Итак, в самом последнем предложении: или — или, два полюса, на одном из которых — абсолютное знание, на другом — столь же абсолютное безразличие, «трын-трава» или, если перевести это на язык Чебутыкина, «тара...ра...бумбия...». Эволюция Чебутыкина, кажется, лучше всего показывает губительность нахождения на этом втором полюсе, когда жизнь, неважно, своя ли, чужая, утрачивает ценность, попросту говоря — перестает существовать. Если о Наташе сказано, что «она ходит так, как будто она подожгла», то о Чебутыкине можно было бы сказать, что он «ходит» так, как будто непосредственно участвует в убийстве Тузенбаха. Чебутыкин — герой, доводящий свою позицию до логического предела, как бы ставящий на себе самом эксперимент, что придает этому, на первый взгляд, привычному для чеховской драматургии образу страдающего и незлобивого циника какую-то нечеховскую бескомпромиссность, пугающую последовательность.
Ну, а что же на противоположном, «положительном», полюсе оппозиции? Знание смысла жизни, как это декларируется Машей? Но задумаемся: возможно ли такое знания в границах чеховского мира?
«Когда я сегодня проснулась, встала и умылась, то мне вдруг стало казаться, что для меня все ясно на этом свете, и я знаю, как надо жить...»
Если в чем-то приведенное высказывание убеждает, то прежде всего в молодости и наивности младшей из сестер. Вся художественная логика пьесы демонстрирует, что подобного рода «знание» при столкновении с жизнью обнаруживает свою несостоятельность, «недейственность».
Казалось бы, в финальных монологах утверждается реальное и зримое приближение к этому положительному полюсу: «...Кажется, еще немного, и мы узнаем, зачем мы живем, зачем страдаем». Но, конечно, это — коварное чеховское «кажется», парадоксальное чеховское «еще немного», которое так же, как в заключительном предложении «Дамы с собачкой», совсем еще не обещает скорого разрешения проблемы: «И казалось, что еще немного — и решение будет найдено, и тогда начнется новая, прекрасная жизнь; и обоим было ясно, что до конца еще далеко-далеко и что самое сложное и трудное только еще начинается» (С. 10, 143).

■ Список заданий ■
1 > С каким произведением Чехова в тексте о пьесе сравнивается «еще немного» из финальных монологов?
2 > Перепишите без изменений отрывок из текста о пьесе Чехова: начните со слов «Ну, а что же» и остановитесь после слов «границах чеховского мира?».
3 > Почему, согласно тексту о пьесе, привычный для Чехова образ страдающего и незлобивого циника приобретает в Чебутыкине нечеховскую бескомпромиссность?
Отвечайте, опираясь только на этот текст.

Записи с разметкой положения объектов:
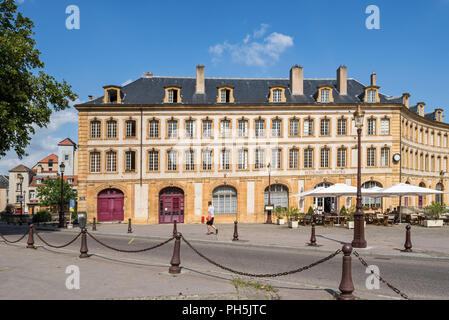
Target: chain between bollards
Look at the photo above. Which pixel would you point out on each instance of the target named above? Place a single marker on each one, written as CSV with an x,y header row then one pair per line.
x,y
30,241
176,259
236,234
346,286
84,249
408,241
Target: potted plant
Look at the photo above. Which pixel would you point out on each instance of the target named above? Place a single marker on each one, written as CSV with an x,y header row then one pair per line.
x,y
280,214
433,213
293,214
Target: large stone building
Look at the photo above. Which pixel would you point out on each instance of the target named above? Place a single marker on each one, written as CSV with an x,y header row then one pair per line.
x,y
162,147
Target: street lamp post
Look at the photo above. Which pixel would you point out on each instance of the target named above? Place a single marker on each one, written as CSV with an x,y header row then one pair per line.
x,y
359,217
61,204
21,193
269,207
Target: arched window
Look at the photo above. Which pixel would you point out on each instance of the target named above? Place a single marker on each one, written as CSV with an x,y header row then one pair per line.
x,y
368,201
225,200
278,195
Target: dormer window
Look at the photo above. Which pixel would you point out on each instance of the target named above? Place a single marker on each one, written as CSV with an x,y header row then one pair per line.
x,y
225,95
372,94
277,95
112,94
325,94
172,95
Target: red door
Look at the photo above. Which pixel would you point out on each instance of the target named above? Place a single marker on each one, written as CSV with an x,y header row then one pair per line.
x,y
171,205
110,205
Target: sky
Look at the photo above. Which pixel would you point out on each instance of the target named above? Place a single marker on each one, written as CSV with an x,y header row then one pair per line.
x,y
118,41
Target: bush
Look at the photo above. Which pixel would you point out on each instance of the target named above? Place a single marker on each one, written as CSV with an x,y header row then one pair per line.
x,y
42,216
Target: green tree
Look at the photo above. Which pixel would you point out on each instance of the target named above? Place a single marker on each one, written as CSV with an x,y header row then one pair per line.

■ Результаты упражнения ■
1 > С заключительным предложением «Дамы с собачкой».

2 >
Ну, а что же на противоположном, «положительном», полюсе оппозиции? Знание смысла жизни, как это декларируется Машей? Но задумаемся: возможно ли такое знания в границах чеховского мира?

3 > Чебутыкин доводит свою позицию до логического предела и как бы ставит эксперимент на самом себе. Это и придает его образу бескомпромиссность и пугающую последовательность.